## Work to be completed:
All lines in the listing below from the one containing "If you could mark the parked" through the last should be written out exactly, and only those.
◇ ◇ ◇ ◇
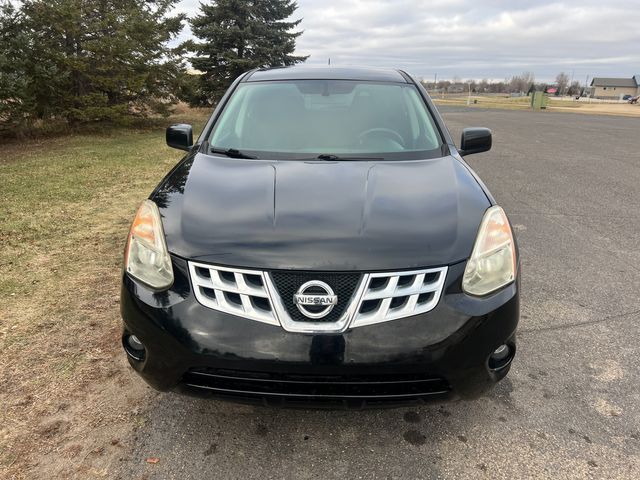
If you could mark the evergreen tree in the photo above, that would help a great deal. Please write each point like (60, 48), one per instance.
(238, 35)
(15, 99)
(92, 60)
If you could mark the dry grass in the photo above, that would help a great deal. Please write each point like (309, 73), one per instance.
(65, 207)
(507, 102)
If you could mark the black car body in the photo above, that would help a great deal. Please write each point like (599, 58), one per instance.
(315, 277)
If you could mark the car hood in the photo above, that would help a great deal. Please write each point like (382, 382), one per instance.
(321, 215)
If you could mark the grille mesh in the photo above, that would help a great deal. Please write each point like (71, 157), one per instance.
(343, 285)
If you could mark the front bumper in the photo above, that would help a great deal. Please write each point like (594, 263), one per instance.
(440, 354)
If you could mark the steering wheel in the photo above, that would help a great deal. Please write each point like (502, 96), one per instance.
(387, 132)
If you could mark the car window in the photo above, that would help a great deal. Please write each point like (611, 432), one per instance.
(306, 118)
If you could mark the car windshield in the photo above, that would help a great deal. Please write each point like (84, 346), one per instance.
(305, 119)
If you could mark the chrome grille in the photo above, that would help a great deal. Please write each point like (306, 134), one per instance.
(378, 297)
(235, 291)
(389, 296)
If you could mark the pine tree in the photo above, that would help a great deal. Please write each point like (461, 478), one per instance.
(15, 99)
(96, 60)
(238, 35)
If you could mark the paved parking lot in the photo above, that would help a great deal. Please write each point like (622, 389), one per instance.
(570, 407)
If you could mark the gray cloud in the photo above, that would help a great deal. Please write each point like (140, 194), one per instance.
(472, 39)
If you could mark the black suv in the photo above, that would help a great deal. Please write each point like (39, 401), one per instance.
(322, 243)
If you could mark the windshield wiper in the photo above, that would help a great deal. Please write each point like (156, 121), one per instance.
(231, 152)
(329, 156)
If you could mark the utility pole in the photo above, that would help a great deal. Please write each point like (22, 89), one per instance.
(586, 85)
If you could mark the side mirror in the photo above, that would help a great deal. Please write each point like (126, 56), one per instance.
(475, 140)
(180, 136)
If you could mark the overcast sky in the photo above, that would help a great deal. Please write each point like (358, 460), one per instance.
(491, 39)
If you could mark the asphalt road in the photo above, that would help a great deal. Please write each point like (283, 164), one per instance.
(570, 408)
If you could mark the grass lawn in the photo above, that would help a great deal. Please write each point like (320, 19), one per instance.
(65, 208)
(524, 103)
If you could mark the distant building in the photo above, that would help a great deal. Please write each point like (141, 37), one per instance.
(457, 88)
(614, 88)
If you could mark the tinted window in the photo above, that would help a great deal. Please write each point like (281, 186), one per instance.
(302, 119)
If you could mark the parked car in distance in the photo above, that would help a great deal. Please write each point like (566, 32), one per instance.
(322, 243)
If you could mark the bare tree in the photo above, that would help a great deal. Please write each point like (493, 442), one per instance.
(522, 83)
(575, 88)
(562, 80)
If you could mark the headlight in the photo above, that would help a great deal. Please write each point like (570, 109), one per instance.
◇ ◇ ◇ ◇
## Response area:
If you could mark the parked car in distance in the photo above, that would help a great deal. Please write each point like (566, 32), one per instance.
(322, 243)
If you could mark the bare tree in the photo above, that would help a great deal. Please write each point like (493, 442), one per instance.
(522, 83)
(575, 88)
(562, 80)
If you could mark the headlight in the photo above, that would help a great deal. Please write each point like (570, 109), one per instance.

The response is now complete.